Below is a block of entries; repeat all of it exactly but omit the pictures.

--- Input for this task Enclosed Below ---

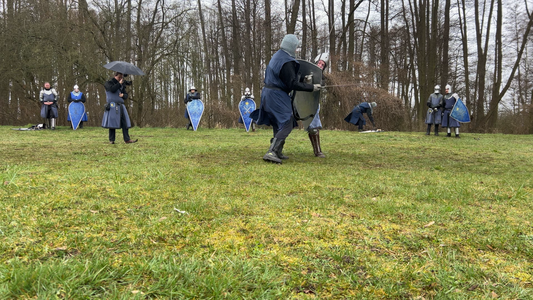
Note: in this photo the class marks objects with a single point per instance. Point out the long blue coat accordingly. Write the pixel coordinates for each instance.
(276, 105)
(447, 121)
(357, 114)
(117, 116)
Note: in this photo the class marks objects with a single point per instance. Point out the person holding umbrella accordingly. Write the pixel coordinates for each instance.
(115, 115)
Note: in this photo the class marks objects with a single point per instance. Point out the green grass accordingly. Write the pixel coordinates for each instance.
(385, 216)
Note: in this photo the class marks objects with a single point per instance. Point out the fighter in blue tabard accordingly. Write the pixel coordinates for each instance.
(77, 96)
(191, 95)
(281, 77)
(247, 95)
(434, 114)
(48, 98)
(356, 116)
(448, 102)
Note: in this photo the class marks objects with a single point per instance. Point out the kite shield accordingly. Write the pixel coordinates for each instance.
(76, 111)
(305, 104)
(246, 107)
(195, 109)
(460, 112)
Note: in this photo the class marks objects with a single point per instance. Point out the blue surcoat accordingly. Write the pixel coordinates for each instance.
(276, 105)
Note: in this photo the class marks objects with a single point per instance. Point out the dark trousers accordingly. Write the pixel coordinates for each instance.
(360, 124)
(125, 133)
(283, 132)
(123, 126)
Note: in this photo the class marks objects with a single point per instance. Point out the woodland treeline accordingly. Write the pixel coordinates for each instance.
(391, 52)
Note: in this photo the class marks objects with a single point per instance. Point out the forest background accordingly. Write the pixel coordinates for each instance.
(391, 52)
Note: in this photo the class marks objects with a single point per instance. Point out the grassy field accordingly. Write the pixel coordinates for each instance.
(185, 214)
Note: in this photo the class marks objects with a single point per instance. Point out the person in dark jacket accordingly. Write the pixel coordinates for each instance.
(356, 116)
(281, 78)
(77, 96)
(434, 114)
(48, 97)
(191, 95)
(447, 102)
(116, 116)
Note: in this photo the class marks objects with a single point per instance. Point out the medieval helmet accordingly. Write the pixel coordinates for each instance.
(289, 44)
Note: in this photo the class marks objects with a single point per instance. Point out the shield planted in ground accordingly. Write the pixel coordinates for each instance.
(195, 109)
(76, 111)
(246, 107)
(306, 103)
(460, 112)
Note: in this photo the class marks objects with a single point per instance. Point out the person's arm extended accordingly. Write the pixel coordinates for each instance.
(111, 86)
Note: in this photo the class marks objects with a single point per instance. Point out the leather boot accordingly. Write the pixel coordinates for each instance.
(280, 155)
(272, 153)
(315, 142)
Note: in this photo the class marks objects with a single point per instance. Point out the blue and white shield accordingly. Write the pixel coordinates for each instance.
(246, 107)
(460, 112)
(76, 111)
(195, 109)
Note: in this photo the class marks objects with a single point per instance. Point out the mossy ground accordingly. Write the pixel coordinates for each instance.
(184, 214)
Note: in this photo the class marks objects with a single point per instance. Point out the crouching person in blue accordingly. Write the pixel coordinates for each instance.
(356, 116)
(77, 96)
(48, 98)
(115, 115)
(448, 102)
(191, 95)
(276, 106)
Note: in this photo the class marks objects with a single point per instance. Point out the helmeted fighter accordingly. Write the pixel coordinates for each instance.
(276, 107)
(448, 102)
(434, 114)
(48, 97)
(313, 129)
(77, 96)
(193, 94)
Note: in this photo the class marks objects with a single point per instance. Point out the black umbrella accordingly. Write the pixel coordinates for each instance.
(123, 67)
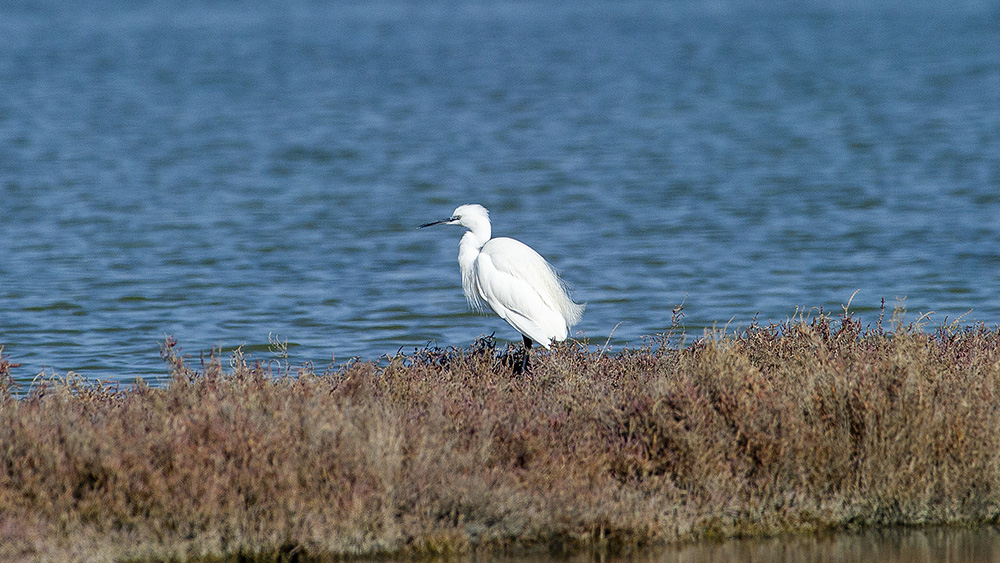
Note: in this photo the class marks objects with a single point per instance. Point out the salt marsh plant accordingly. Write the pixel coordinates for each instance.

--- End of Enclosed Input for this task ---

- Response box
Note: in this photo the class marks objects with a single point per instance. Point out the long blue coat accordingly. Write the pixel coordinates for each instance.
(276, 105)
(447, 121)
(357, 114)
(117, 116)
Note: in this photo the class marks objects with a single point per instance. Point out the person holding umbrella accordingly. Write the pixel coordinates for each instance.
(115, 115)
Note: in this photo the class marks objects with a single point per instance. Point out the green grass accordingly. Write the pixel coordinates for each instance.
(385, 216)
Note: in this photo the class marks objects with a single point per instance. Point out the fighter in blue tabard accordingly. Write the pixel coordinates for each instance.
(77, 96)
(191, 95)
(281, 77)
(247, 95)
(434, 114)
(48, 98)
(356, 116)
(448, 102)
Note: in this photo the class marks objects with a single point per instance. Point out the kite shield accordingly. Write the pixel coordinates for each instance.
(76, 111)
(305, 104)
(246, 107)
(195, 109)
(460, 112)
Note: in this photo the class marks objects with a single point per instance. Point out the blue surcoat accordingly. Write the pixel coordinates for each instance.
(276, 105)
Note: in this photo the class marks objects with a single point per instance. Point out the dark trousers accordingly. Write the pixel coordinates for each instance.
(360, 124)
(125, 133)
(283, 132)
(123, 126)
Note: in this photo the class marks objects with a single point per instance. Point out the woodland treeline accordingly. Write the pixel coordinates for each instance.
(391, 52)
Note: in this photo the class marks objects with a single point per instance. Point out the forest background accordingly. Write the pixel coordinates for each instance.
(391, 52)
Note: in this photo the class marks objects with a single point per instance. Point out the grassy field accordingly. Write the pixel coordinates for each instance.
(185, 214)
Note: in this photo the class marks objects with a single point per instance. Point out the person in dark jacket accordingly. Write the pixel coordinates for each instance.
(356, 116)
(281, 78)
(77, 96)
(434, 114)
(48, 97)
(191, 95)
(447, 102)
(116, 116)
Note: in this photo the class marks objects with a single point per instance. Point out the medieval helmet accordingly. Write the pixel coordinates for each instance.
(289, 44)
Note: in this photo the class marks objects with a single point per instance. Point out the shield planted in ground accordingly. Write the pixel coordinates for each instance.
(195, 109)
(76, 111)
(246, 107)
(306, 103)
(460, 112)
Note: in this photo the class marks objects with a single point per instance. Point out the person's arm extended accordingly. Write the pixel coordinates for each instance.
(111, 86)
Note: in this photo the class marks objects with a single point per instance. Point out the leather boot accordingly. Write the pixel coordinates for each instance.
(280, 155)
(272, 153)
(315, 142)
Note: in this photo the class marks objects with a single point per instance. Point out the blue and white shield accordingly. Write the pixel coordinates for each instance.
(246, 107)
(460, 112)
(76, 111)
(195, 109)
Note: in this photo the class marks objects with a single point per instance. Point out the mossy ground accordingly. Write the pixel coordinates for each instance.
(184, 214)
Note: in this photo the class marks objects with a single point per instance. Point out the crouching person in blue accordingly. Write the pixel coordinates for each instance.
(356, 116)
(77, 96)
(48, 98)
(115, 115)
(448, 102)
(191, 95)
(276, 106)
Note: in this photo the class marks objects with a single point per instance. Point out the helmeted fighter accordingly. Write the pixel coordinates for each instance.
(276, 107)
(448, 102)
(434, 114)
(48, 97)
(313, 129)
(77, 96)
(193, 94)
Note: in this photo the class marks objects with a single point per instance. Point out the black umbrella accordingly. Write the pixel coordinates for each instance.
(123, 67)
Note: in this photo the class marks objects with a single point per instance. Point out the salt marsh plant accordingly. Write the pixel coordinates for each instance.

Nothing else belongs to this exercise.